*WORK TO BE COMPLETED*
Write out each line below precisely, passing over the pictures.

*RECORDS SHOWN*
━━━━━━━━━━━━━━━━━━━━━━━━━━━━━━

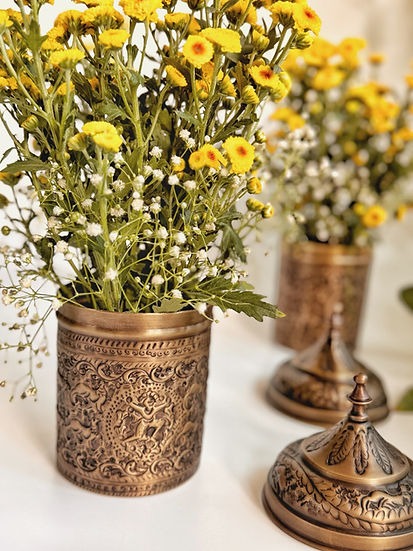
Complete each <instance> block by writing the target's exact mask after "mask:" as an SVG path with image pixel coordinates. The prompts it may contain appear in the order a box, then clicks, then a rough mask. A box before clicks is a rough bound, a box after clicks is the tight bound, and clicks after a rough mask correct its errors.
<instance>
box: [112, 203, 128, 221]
mask: <svg viewBox="0 0 413 551" xmlns="http://www.w3.org/2000/svg"><path fill="white" fill-rule="evenodd" d="M109 214H110V215H111V216H115V217H118V218H120V217H121V216H123V215H124V214H125V211H124V209H123V208H122V207H121V206H120V205H116V206H115V207H112V208H111V209H110V211H109Z"/></svg>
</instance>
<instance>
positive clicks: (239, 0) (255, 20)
mask: <svg viewBox="0 0 413 551" xmlns="http://www.w3.org/2000/svg"><path fill="white" fill-rule="evenodd" d="M227 4H230V6H229V7H225V6H226V5H227ZM221 6H223V7H224V9H225V13H226V14H227V16H228V19H229V20H230V21H231V22H233V23H235V24H236V23H238V22H239V20H240V19H241V18H242V19H245V21H246V22H247V23H249V24H250V25H255V24H256V22H257V10H256V9H255V7H254V6H253V5H252V2H250V0H238V2H235V4H232V5H231V3H230V2H228V0H221Z"/></svg>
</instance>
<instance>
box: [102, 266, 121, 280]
mask: <svg viewBox="0 0 413 551" xmlns="http://www.w3.org/2000/svg"><path fill="white" fill-rule="evenodd" d="M118 275H119V273H118V271H117V270H115V269H114V268H109V270H106V273H105V279H108V280H109V281H113V280H115V279H116V278H117V277H118Z"/></svg>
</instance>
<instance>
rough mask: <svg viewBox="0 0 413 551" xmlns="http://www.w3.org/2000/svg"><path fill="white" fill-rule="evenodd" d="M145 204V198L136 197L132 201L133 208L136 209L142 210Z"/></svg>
mask: <svg viewBox="0 0 413 551" xmlns="http://www.w3.org/2000/svg"><path fill="white" fill-rule="evenodd" d="M143 205H144V202H143V199H138V198H137V199H134V200H133V201H132V203H131V207H132V209H133V210H136V211H139V210H142V209H143Z"/></svg>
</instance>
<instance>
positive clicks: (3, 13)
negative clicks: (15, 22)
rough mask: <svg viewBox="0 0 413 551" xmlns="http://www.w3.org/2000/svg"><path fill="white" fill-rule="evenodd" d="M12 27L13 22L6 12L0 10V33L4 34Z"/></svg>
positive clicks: (5, 10) (8, 13)
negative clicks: (6, 31) (4, 31)
mask: <svg viewBox="0 0 413 551" xmlns="http://www.w3.org/2000/svg"><path fill="white" fill-rule="evenodd" d="M12 25H13V21H12V20H11V19H10V16H9V13H8V10H0V33H4V31H5V30H6V29H8V28H9V27H11V26H12Z"/></svg>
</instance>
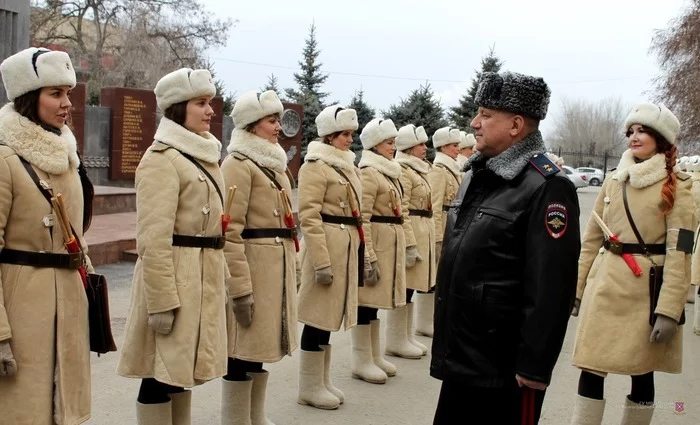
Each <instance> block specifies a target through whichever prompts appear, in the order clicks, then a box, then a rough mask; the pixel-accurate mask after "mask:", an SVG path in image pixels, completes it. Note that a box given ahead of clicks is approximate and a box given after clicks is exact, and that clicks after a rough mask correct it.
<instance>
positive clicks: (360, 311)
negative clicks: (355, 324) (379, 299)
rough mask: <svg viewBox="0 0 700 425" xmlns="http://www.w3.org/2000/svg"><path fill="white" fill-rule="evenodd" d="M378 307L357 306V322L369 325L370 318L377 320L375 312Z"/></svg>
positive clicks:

━━━━━━━━━━━━━━━━━━━━━━━━━━━━━━

*EXERCISE RESULT*
Complete each <instance> block by writing the target's exact mask after "mask:" as an SVG path with image pixel coordinates. The prompts it may contain appear in the order a box, then clicks, then a rough mask. A box before clicks is a rough bound, a box after clicks is the tight bound, and clicks after a rough mask correct its errors.
<instance>
box: [112, 203, 128, 221]
mask: <svg viewBox="0 0 413 551" xmlns="http://www.w3.org/2000/svg"><path fill="white" fill-rule="evenodd" d="M109 214H110V215H111V216H115V217H118V218H120V217H121V216H123V215H124V214H125V211H124V209H123V208H122V207H121V206H120V205H116V206H115V207H112V208H111V209H110V211H109Z"/></svg>
</instance>
<instance>
positive clicks: (239, 0) (255, 20)
mask: <svg viewBox="0 0 413 551" xmlns="http://www.w3.org/2000/svg"><path fill="white" fill-rule="evenodd" d="M227 4H230V6H229V7H225V6H226V5H227ZM221 6H223V7H224V9H225V13H226V14H227V16H228V19H229V20H230V21H231V22H233V23H235V24H236V23H238V22H239V20H240V19H241V18H242V19H245V21H246V22H247V23H249V24H250V25H255V24H256V22H257V10H256V9H255V7H254V6H253V5H252V2H250V0H238V2H235V4H232V5H231V3H230V2H228V0H221Z"/></svg>
</instance>
<instance>
box: [102, 266, 121, 280]
mask: <svg viewBox="0 0 413 551" xmlns="http://www.w3.org/2000/svg"><path fill="white" fill-rule="evenodd" d="M118 275H119V273H118V271H117V270H115V269H114V268H109V270H106V273H105V279H108V280H109V281H113V280H115V279H116V278H117V277H118Z"/></svg>
</instance>
<instance>
rough mask: <svg viewBox="0 0 413 551" xmlns="http://www.w3.org/2000/svg"><path fill="white" fill-rule="evenodd" d="M145 204V198L136 197L132 201L133 208L136 209L142 210Z"/></svg>
mask: <svg viewBox="0 0 413 551" xmlns="http://www.w3.org/2000/svg"><path fill="white" fill-rule="evenodd" d="M143 205H144V202H143V199H138V198H137V199H134V200H133V201H132V203H131V207H132V209H133V210H136V211H139V210H142V209H143Z"/></svg>
</instance>
<instance>
positive clicks: (3, 13)
negative clicks: (15, 22)
rough mask: <svg viewBox="0 0 413 551" xmlns="http://www.w3.org/2000/svg"><path fill="white" fill-rule="evenodd" d="M12 27L13 22L6 12L0 10V33L4 34Z"/></svg>
positive clicks: (5, 10) (8, 13)
negative clicks: (6, 31) (4, 31)
mask: <svg viewBox="0 0 413 551" xmlns="http://www.w3.org/2000/svg"><path fill="white" fill-rule="evenodd" d="M12 25H13V21H12V20H11V19H10V16H9V13H8V10H0V33H4V31H5V30H6V29H8V28H9V27H11V26H12Z"/></svg>
</instance>
Each <instance> block specifies a target through whichever prompts appear, in the order clicks, then a box, then a rough mask; the pixel-accurate mask after "mask:", an SVG path in image pixels, completes it. Note that a box given ahead of clicks is approximate and a box given after clicks is exact, and that clicks after a rough mask correct it.
<instance>
positive clicks: (360, 311)
negative clicks: (355, 324) (379, 299)
rough mask: <svg viewBox="0 0 700 425" xmlns="http://www.w3.org/2000/svg"><path fill="white" fill-rule="evenodd" d="M378 307L357 306V322L369 325L370 318L377 320L375 312Z"/></svg>
positive clicks:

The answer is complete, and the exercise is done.